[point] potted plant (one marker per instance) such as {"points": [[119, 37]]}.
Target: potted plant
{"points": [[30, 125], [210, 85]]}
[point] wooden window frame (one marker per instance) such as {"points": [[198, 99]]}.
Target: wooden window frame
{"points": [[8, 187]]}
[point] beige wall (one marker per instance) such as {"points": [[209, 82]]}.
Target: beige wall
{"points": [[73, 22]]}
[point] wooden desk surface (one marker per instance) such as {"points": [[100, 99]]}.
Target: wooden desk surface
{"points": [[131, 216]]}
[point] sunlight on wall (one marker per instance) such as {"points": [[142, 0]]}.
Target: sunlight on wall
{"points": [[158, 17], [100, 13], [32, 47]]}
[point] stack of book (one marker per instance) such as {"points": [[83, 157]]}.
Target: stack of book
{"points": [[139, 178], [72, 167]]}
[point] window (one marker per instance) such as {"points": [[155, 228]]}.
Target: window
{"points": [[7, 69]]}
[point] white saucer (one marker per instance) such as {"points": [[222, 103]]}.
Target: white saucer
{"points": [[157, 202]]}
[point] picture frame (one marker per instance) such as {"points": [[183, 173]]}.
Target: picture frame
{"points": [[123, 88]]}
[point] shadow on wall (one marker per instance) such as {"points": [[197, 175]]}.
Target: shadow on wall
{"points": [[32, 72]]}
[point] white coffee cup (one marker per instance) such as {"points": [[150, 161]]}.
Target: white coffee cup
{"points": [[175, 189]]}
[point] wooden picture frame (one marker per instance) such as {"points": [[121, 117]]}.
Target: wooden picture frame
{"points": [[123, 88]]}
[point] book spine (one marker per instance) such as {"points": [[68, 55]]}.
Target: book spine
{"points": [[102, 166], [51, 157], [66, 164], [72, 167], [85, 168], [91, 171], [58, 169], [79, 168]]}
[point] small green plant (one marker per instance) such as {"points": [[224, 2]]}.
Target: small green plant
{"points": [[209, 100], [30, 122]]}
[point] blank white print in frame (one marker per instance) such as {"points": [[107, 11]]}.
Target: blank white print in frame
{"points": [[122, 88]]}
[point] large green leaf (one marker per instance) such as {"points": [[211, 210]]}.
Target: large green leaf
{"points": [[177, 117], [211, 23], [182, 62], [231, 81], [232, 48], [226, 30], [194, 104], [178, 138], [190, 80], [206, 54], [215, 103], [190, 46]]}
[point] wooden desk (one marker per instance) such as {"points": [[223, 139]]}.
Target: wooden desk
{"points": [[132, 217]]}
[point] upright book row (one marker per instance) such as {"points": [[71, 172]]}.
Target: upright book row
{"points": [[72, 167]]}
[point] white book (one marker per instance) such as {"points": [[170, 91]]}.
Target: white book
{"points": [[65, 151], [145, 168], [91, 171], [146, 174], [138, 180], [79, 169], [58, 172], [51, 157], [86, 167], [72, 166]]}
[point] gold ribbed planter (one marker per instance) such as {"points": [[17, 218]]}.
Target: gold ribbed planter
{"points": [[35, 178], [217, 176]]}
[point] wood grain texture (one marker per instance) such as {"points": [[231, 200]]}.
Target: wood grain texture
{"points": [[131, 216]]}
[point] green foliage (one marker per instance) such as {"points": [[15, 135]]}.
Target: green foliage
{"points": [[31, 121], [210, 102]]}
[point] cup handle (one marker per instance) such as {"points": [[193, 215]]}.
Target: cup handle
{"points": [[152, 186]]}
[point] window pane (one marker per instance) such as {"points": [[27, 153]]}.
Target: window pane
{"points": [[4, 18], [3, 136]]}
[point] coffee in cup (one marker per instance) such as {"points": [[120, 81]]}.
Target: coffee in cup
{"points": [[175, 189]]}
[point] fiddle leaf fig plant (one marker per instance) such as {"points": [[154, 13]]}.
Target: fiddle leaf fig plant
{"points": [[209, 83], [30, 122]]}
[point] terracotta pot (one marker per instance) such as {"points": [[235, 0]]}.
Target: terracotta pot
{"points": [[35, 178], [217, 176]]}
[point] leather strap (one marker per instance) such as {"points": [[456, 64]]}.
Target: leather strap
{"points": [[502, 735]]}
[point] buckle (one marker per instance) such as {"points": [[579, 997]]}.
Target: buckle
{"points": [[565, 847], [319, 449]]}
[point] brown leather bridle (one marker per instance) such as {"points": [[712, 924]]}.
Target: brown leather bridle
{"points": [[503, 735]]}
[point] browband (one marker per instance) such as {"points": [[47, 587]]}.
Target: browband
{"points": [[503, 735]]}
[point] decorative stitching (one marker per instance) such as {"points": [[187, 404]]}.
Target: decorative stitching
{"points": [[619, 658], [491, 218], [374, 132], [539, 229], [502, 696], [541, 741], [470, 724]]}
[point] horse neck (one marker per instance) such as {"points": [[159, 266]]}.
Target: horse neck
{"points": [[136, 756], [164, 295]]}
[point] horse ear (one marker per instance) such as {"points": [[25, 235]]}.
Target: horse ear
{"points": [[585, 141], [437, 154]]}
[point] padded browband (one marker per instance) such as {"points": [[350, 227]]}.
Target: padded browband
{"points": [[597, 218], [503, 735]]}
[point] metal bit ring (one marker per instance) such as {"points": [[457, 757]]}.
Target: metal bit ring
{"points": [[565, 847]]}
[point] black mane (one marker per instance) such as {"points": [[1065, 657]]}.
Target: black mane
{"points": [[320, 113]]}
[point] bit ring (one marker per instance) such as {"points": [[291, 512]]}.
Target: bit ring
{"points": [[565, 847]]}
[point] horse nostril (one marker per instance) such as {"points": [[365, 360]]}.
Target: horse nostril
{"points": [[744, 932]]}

■ **Work instructions**
Take the lines above and print them exactly.

■ **Output**
[point] potted plant (one marker per instance) such as {"points": [[119, 37]]}.
Target: potted plant
{"points": [[30, 125], [210, 85]]}
[point] wooden window frame (one marker per instance) such as {"points": [[198, 99]]}.
Target: wooden window frame
{"points": [[8, 187]]}
[point] beige wall (one marker per instance) such as {"points": [[209, 82]]}.
Target: beige wall
{"points": [[73, 22]]}
[point] wooden desk surface (one marker per instance) such as {"points": [[100, 99]]}.
Target: wooden desk surface
{"points": [[131, 216]]}
[point] sunlight on wall (one marker per instance) such as {"points": [[142, 0]]}.
Target: sunlight on wall
{"points": [[158, 17], [100, 13], [32, 47]]}
[point] stack of book (one marker per instance) such as {"points": [[83, 157]]}.
Target: stack of book
{"points": [[139, 178], [72, 167]]}
[point] window (one marker per instance) such as {"points": [[155, 228]]}.
Target: window
{"points": [[7, 69]]}
[point] white saucer (one marker per instance) such as {"points": [[222, 103]]}.
Target: white saucer
{"points": [[157, 202]]}
[point] picture frame (one marker per instance) such as {"points": [[183, 173]]}.
Target: picture frame
{"points": [[123, 88]]}
[point] shadow on wall (one marker per instance) such as {"points": [[197, 175]]}.
Target: shadow on wall
{"points": [[32, 72]]}
[point] white coffee cup (one marker per instance) such as {"points": [[150, 161]]}.
Target: white coffee cup
{"points": [[175, 189]]}
[point] wooden picture frame (one marker per instance) such as {"points": [[121, 117]]}.
Target: wooden picture frame
{"points": [[123, 88]]}
[point] book spine (one marker per instance) such as {"points": [[68, 55]]}.
Target: book spine
{"points": [[102, 166], [51, 157], [66, 164], [72, 167], [85, 168], [91, 171], [58, 169], [79, 168]]}
[point] small green plant (one marker per instance) such as {"points": [[224, 2]]}.
Target: small green plant
{"points": [[209, 100], [30, 122]]}
[point] blank white print in frame (one marker per instance) such as {"points": [[107, 11]]}.
Target: blank white print in frame
{"points": [[122, 88]]}
[point] large green leaf (one marker per instance) such as {"points": [[211, 210]]}.
Target: large green leaf
{"points": [[177, 117], [211, 23], [182, 62], [231, 81], [232, 48], [226, 30], [194, 104], [178, 138], [190, 80], [206, 54], [215, 103], [190, 46]]}
[point] wooden desk (one marker per instance) such as {"points": [[223, 139]]}.
Target: wooden desk
{"points": [[132, 217]]}
[point] upright book row (one marker per instance) such as {"points": [[71, 172]]}.
Target: upright book row
{"points": [[72, 167]]}
[point] white book (one marker per instance) such as {"points": [[170, 91]]}.
Target: white book
{"points": [[65, 151], [145, 168], [91, 171], [146, 174], [138, 180], [79, 169], [58, 172], [51, 157], [86, 167], [72, 166]]}
[point] gold ribbed planter (one marker per instance) such as {"points": [[17, 218]]}.
Target: gold ribbed planter
{"points": [[35, 178], [217, 176]]}
[point] wood grain texture (one marker per instance) such as {"points": [[231, 200]]}.
Target: wood grain texture
{"points": [[131, 216]]}
[point] green foliage (one marker per instance) such as {"points": [[15, 135]]}.
Target: green foliage
{"points": [[31, 121], [210, 102]]}
[point] cup handle (one marker per instance) such as {"points": [[193, 215]]}.
Target: cup handle
{"points": [[152, 186]]}
[point] window pane (one marker per instance) such as {"points": [[27, 153]]}.
Target: window pane
{"points": [[4, 18], [3, 136]]}
[point] coffee in cup (one marker per instance) such as {"points": [[120, 81]]}.
Target: coffee in cup
{"points": [[175, 189]]}
[point] fiddle leaf fig plant (one marker per instance) such as {"points": [[154, 13]]}.
Target: fiddle leaf fig plant
{"points": [[209, 83], [30, 122]]}
[point] terracotta pot (one marker per instance) such as {"points": [[235, 0]]}.
Target: terracotta pot
{"points": [[35, 178], [217, 176]]}
[point] leather strap (one marker per instance) such as {"points": [[456, 64]]}.
Target: leather strap
{"points": [[502, 735]]}
[point] buckle (one marker per instance) such as {"points": [[579, 997]]}.
Target: buckle
{"points": [[565, 847], [319, 449]]}
[point] brown leather bridle (one marker per instance) such as {"points": [[712, 924]]}.
Target: brown leather bridle
{"points": [[503, 735]]}
[point] browband (one marker per instance) such as {"points": [[47, 587]]}.
Target: browband
{"points": [[503, 735]]}
[point] decorative stitching (one marker per instance) such as {"points": [[187, 404]]}.
Target: decorative stitching
{"points": [[619, 658], [491, 218], [374, 132], [539, 229], [502, 696], [541, 741], [470, 724]]}
[point] horse neck (one marker per instance) such as {"points": [[159, 266]]}.
Target: horse neck
{"points": [[136, 756], [164, 295]]}
[point] horse ear (one marker per instance) such as {"points": [[25, 235]]}.
Target: horse ear
{"points": [[585, 141], [437, 154]]}
[point] padded browband (one marker per instance) such as {"points": [[350, 227]]}.
Target: padded browband
{"points": [[597, 218], [503, 735]]}
[point] metal bit ring (one marker per instance) such as {"points": [[457, 757]]}.
Target: metal bit ring
{"points": [[565, 847]]}
[point] black mane (one marker per instance) such as {"points": [[1065, 657]]}.
Target: black mane
{"points": [[320, 113]]}
[point] bit ring (one marker per instance) such as {"points": [[291, 512]]}.
Target: bit ring
{"points": [[565, 847]]}
[point] horse nostril (one marker per instance) such as {"points": [[365, 360]]}.
Target: horse nostril
{"points": [[744, 932]]}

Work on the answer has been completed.